++++ SUPPLIED ENTRIES ++++

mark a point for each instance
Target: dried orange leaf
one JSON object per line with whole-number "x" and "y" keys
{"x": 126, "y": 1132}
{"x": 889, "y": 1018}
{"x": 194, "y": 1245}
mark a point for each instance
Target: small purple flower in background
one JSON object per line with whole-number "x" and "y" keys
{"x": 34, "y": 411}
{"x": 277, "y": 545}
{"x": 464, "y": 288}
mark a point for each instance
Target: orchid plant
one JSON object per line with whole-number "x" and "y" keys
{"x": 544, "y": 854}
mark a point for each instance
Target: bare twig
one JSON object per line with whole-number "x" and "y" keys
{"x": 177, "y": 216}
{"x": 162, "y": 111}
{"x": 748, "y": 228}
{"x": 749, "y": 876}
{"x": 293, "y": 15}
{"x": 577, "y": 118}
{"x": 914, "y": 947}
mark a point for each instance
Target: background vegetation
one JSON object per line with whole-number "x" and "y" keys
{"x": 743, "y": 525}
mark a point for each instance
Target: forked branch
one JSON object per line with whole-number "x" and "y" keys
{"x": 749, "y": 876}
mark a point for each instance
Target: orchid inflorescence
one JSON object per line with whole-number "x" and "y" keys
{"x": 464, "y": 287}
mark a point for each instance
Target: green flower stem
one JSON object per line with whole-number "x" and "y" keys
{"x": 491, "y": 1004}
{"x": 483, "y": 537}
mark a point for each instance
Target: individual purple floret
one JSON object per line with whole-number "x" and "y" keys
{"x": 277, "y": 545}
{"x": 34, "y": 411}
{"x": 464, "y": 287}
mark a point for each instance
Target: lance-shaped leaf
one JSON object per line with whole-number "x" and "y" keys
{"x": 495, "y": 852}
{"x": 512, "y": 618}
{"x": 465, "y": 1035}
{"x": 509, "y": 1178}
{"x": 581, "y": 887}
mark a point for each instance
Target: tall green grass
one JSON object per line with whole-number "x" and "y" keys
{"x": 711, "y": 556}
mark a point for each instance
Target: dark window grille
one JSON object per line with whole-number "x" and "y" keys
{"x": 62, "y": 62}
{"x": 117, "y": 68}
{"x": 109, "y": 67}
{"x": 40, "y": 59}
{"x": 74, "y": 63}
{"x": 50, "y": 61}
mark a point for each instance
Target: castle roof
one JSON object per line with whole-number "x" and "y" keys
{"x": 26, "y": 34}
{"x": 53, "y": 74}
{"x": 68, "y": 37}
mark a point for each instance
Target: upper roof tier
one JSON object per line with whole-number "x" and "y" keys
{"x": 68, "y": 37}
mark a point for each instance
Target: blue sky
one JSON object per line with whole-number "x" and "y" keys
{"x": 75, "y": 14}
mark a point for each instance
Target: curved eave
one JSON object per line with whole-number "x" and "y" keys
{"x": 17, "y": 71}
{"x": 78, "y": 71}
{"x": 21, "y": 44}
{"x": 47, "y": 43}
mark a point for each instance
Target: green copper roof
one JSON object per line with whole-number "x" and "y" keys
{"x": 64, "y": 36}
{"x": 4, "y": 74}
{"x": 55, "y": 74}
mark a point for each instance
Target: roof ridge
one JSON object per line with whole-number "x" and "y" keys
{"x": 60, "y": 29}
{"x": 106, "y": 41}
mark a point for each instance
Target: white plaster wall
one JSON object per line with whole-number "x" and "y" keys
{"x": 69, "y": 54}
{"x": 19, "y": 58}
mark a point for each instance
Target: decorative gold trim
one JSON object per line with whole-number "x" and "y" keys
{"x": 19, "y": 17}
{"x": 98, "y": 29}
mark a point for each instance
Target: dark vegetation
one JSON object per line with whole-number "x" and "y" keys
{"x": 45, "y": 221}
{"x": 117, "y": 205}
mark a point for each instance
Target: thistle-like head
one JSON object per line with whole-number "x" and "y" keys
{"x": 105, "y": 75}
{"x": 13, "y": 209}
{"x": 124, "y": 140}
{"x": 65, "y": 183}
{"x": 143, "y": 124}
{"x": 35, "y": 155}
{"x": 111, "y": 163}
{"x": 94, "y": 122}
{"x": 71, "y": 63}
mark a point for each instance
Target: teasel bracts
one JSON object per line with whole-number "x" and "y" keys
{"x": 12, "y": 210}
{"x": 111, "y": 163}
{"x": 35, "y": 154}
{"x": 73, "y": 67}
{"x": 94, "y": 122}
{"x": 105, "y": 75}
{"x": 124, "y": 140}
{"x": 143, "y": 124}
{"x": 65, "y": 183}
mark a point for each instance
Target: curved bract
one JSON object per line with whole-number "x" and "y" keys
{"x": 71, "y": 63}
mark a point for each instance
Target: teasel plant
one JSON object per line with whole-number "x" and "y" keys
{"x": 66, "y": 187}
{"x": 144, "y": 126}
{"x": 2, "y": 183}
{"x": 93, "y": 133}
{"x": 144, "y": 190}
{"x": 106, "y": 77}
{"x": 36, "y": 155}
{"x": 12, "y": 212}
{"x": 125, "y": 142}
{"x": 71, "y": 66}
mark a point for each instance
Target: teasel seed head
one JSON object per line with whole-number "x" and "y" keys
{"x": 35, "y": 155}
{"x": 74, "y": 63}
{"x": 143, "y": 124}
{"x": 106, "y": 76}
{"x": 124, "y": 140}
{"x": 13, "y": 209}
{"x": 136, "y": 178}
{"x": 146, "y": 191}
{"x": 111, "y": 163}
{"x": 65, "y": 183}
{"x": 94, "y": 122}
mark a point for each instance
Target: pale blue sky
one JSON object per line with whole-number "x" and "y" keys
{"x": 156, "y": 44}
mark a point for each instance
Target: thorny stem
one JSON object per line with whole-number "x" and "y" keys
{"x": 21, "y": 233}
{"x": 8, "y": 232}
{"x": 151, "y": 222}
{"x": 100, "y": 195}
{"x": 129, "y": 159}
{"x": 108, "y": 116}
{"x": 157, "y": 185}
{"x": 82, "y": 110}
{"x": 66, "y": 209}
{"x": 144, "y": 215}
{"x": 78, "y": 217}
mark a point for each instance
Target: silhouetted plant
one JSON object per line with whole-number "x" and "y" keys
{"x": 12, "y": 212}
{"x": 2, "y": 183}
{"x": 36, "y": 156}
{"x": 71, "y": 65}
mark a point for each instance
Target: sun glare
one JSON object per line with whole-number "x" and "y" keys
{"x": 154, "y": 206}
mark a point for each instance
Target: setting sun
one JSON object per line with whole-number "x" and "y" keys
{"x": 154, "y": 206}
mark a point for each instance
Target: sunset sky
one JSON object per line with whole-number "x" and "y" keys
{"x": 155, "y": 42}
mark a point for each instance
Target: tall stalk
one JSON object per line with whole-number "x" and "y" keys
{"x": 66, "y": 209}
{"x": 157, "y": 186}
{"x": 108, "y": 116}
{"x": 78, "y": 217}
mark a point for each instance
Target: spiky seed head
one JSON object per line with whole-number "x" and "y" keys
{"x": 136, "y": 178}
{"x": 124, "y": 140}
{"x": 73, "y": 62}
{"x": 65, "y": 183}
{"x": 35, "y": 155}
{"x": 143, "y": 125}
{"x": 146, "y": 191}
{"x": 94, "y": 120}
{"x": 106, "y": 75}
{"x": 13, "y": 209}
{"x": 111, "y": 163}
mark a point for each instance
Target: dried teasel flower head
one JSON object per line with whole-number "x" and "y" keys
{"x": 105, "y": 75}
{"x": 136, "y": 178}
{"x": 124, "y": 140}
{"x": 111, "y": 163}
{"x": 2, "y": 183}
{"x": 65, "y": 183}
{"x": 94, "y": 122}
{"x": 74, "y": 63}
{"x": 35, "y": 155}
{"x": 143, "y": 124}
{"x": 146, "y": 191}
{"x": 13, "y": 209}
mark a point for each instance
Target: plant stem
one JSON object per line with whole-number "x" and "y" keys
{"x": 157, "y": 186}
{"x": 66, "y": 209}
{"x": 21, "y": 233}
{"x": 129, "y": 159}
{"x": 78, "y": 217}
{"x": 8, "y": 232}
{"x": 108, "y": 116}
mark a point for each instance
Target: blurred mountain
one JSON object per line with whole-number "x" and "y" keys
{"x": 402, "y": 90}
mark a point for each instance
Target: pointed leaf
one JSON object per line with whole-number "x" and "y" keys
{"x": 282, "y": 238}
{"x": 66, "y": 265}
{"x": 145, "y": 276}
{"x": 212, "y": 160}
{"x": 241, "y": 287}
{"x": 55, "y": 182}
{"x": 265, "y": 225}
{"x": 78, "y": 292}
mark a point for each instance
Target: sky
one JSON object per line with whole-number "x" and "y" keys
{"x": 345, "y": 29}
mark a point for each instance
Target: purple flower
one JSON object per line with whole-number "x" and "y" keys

++++

PROBLEM REQUIREMENTS: Return every line from the entries that holds the string "teasel".

ANSWER SPACE:
Target: teasel bracts
Target: teasel plant
Target: teasel seed head
Target: dried teasel flower head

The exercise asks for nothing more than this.